I applied to renew my EHIC in January this year but still haven’t received it.
Is there any way to chase up where in the process my application is? Should I apply for a GHIC?
Jenny says: This summer will see millions of Britons jetting off to Europe for the first time since the pandemic, so it’s perhaps no surprise that it’s taking longer than usual to process EHIC and GHIC applications amid high demand.
EHICs – or European health insurance cards – can be used throughout the EU as well as Switzerland and entitle you to treatment in state hospitals at the same price as the residents of the country you’re visiting.
They’re being phased out following Brexit, which means that you can continue to use your EHIC until it expires, but after that you’ll need to apply for a GHIC (Global health insurance card).
Despite having ‘global’ in its name, the GHIC gives the same cover as an existing UK EHIC and can only be used in the EU and in Switzerland (though it may extend to more countries in future).
It covers ‘necessary healthcare’ – in other words, healthcare that can’t wait until you’re back in the UK, such as visits to A&E and treatment for a pre-existing condition.

[Saved entries]

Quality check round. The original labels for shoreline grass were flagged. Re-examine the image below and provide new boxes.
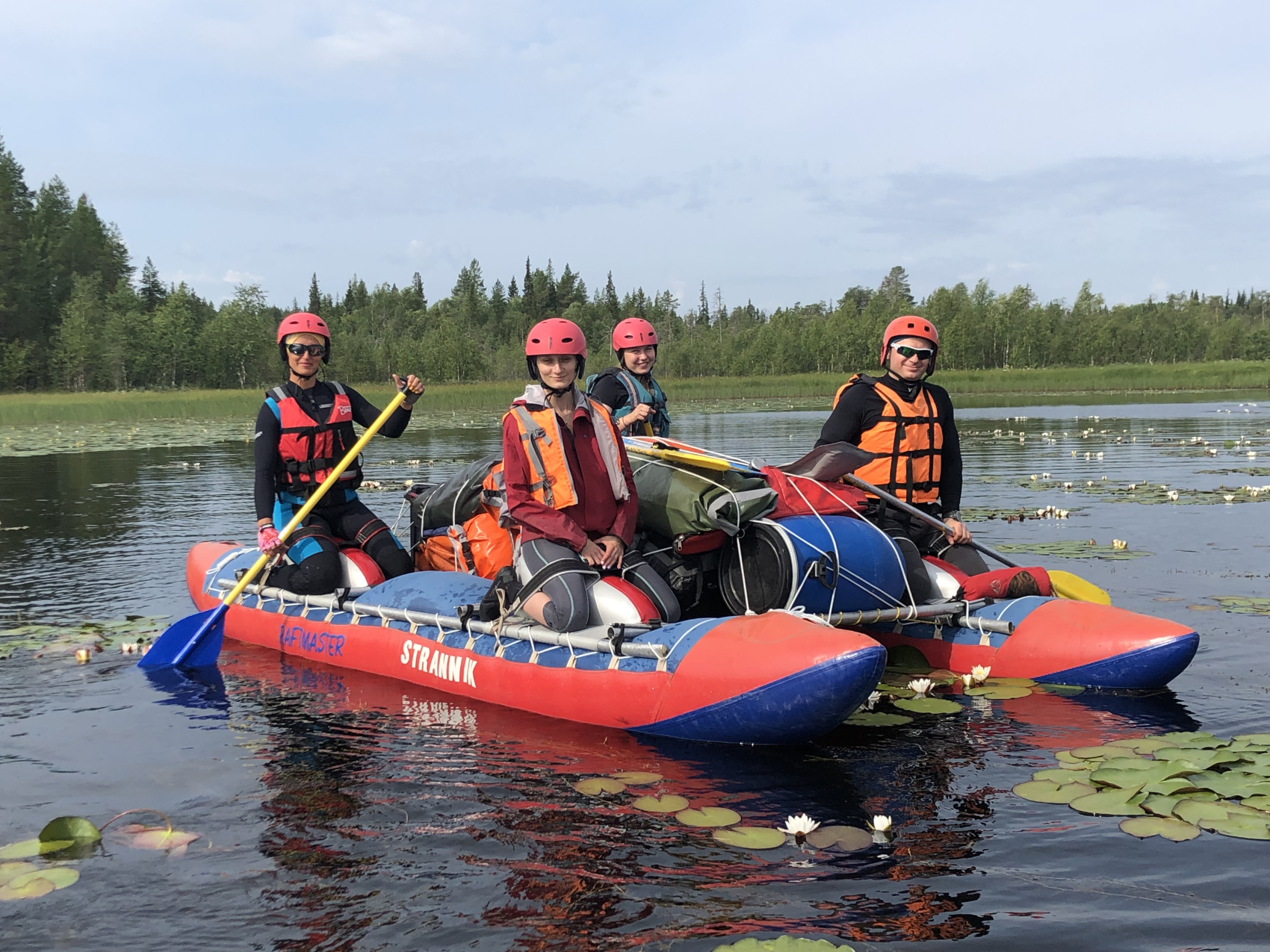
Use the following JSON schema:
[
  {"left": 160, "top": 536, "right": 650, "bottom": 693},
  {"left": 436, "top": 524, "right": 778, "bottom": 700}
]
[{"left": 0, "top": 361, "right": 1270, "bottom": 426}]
==
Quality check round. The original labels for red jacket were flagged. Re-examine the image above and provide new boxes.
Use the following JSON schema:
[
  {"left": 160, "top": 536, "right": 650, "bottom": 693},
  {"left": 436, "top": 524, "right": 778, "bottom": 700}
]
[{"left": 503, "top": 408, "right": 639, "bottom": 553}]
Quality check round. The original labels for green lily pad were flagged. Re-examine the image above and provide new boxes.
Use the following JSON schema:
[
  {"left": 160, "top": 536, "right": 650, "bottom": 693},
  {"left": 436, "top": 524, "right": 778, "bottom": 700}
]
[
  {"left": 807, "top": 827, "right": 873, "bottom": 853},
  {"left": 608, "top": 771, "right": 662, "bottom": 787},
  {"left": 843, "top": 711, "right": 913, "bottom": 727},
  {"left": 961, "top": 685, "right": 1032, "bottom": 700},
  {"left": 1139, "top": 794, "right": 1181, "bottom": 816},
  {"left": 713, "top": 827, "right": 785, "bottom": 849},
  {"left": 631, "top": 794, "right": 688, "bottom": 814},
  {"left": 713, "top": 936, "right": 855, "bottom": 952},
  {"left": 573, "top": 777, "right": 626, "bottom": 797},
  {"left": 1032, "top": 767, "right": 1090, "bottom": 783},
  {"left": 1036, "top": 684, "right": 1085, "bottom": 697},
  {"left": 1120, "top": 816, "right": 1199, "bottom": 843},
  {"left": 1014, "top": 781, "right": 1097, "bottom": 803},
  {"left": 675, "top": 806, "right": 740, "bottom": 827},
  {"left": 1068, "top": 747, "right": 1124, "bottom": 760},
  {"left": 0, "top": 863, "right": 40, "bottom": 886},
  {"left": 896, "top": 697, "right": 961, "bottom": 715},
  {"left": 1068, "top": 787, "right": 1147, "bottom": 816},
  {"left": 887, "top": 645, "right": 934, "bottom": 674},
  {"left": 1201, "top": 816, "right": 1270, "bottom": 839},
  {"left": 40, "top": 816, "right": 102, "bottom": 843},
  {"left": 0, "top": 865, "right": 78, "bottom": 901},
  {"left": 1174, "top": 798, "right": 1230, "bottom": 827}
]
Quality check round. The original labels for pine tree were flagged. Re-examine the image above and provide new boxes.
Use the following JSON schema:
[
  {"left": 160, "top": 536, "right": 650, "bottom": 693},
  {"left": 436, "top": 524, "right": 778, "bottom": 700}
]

TASK REQUIREMENTS =>
• 1. According to the health card text, where can the GHIC be used?
• 2. List every abbreviation that appears in the health card text.
• 3. Write out the part of the health card text starting at "I applied to" and ending at "health insurance card).".
The saved entries aren't needed for any of this.

SOLUTION SET =>
• 1. In the EU and in Switzerland.

• 2. EHIC, GHIC, EU, UK, A&E

• 3.
I applied to renew my EHIC in January this year but still haven’t received it.
Is there any way to chase up where in the process my application is? Should I apply for a GHIC?
Jenny says: This summer will see millions of Britons jetting off to Europe for the first time since the pandemic, so it’s perhaps no surprise that it’s taking longer than usual to process EHIC and GHIC applications amid high demand.
EHICs – or European health insurance cards – can be used throughout the EU as well as Switzerland and entitle you to treatment in state hospitals at the same price as the residents of the country you’re visiting.
They’re being phased out following Brexit, which means that you can continue to use your EHIC until it expires, but after that you’ll need to apply for a GHIC (Global health insurance card).